Sunday, November 09, 2008

Mission Field: The American Male

See update to this post at the end.

There have been some interesting discussions at Phil Wilson's blog post, Question of the Day: Moral v. Political.

In the context of these posts, I provide a disturbing passage I ran across this morning.

In a country in which 135,000 children take handguns to school each day, in which every fourteen hours a child under the age of five is murdered, and homicide has replaced automobile accidents as the leading cause of death in children under the age of one, few boys escape a firsthand acquaintance with active trauma. Once issues of race and class are considered, the picture grows even bleaker. There are more college-aged black men in prison than in school. And the leading cause of death in black men between eighteen and twenty-five--one young man in four--is murder. More than the childhood diseases we spend millions combating, more than accident or natural disaster, violence is the number one killer of boys and young men.
-- I Don't Want to Talk About It by Terrence Real; Ch. 5 "Perpetrating Masculinity", pg 113. Fireside 1997.

I do find it troublesome that while the so-called moral majority (an arrogant classification in my opinion), and the Christian right, spend much energy and resources fighting abortion and homosexuality, we are not vocal about epidemics that are killing our young men and women and contributing to the very problems we say we want to eradicate. Are we even aware of this epidemic?

I invite discussion from my readers.

Update: found this gem in the same book previously referenced.
Recent studies indicate that boys raised by women . . . do not suffer in their adjustment; they are not appreciably less "masculine"; they do not show signs of psychological impairment. What many boys without fathers inarguably do face is a precipitous drop in their socioeconomic status. When families dissolve, the average standard of living for mothers and children can fall as much as 60 percent, while that of the man usually rises. When we focus on the highly speculative psychological effects of fatherlessness we draw away from concrete political concerns, like the role of increased poverty.

1 comment:

JMG said...

I do find it troublesome that while the so-called moral majority (an arrogant classification in my opinion), and the Christian right, spend much energy and resources fighting abortion and homosexuality, we are not vocal about epidemics that are killing our young men and women and contributing to the very problems we say we want to eradicate.

I agree totally! These groups spend lots of time and money to fight abortion, but I seldom hear of their efforts to combat poverty, lack of education, and lack of health care among the very groups of people that are most likely to seek an abortion. Why work so hard to save the unborn babies only to abandon their needs once they are born?

▶ Supplied material:
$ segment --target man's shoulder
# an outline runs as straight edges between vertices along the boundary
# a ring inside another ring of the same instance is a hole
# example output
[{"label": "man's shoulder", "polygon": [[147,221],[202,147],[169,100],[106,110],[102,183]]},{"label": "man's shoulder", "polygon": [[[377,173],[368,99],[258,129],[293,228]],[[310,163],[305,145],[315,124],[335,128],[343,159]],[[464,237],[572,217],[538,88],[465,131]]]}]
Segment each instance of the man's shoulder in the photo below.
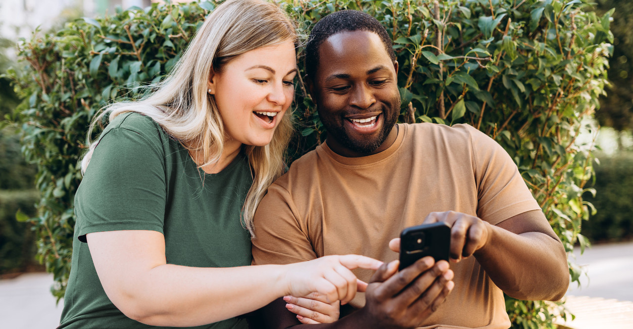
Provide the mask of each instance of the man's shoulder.
[{"label": "man's shoulder", "polygon": [[473,133],[483,133],[468,123],[458,123],[452,126],[429,122],[403,123],[402,125],[406,126],[407,130],[410,131],[414,136],[420,135],[461,135],[464,137],[468,137]]},{"label": "man's shoulder", "polygon": [[405,127],[407,132],[407,137],[405,138],[413,140],[414,143],[467,146],[471,144],[473,139],[487,137],[486,134],[466,123],[453,126],[427,122],[402,125]]},{"label": "man's shoulder", "polygon": [[[317,146],[317,149],[322,146]],[[318,170],[316,149],[312,150],[301,156],[299,159],[292,161],[288,171],[275,181],[275,184],[279,185],[286,189],[291,188],[291,183],[301,185],[304,181],[312,177],[311,173]]]}]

▶ Questions to answer:
**A)** From the blog post on the American male, reproduce word for word the passage between "See update to" and "across this morning.", inclusive.
**B)** According to the blog post on the American male, how far can the average standard of living for mothers and children fall when families dissolve?

▶ Solutions by task:
**A)**
See update to this post at the end.

There have been some interesting discussions at Phil Wilson's blog post, Question of the Day: Moral v. Political.

In the context of these posts, I provide a disturbing passage I ran across this morning.

**B)** It can fall as much as 60 percent.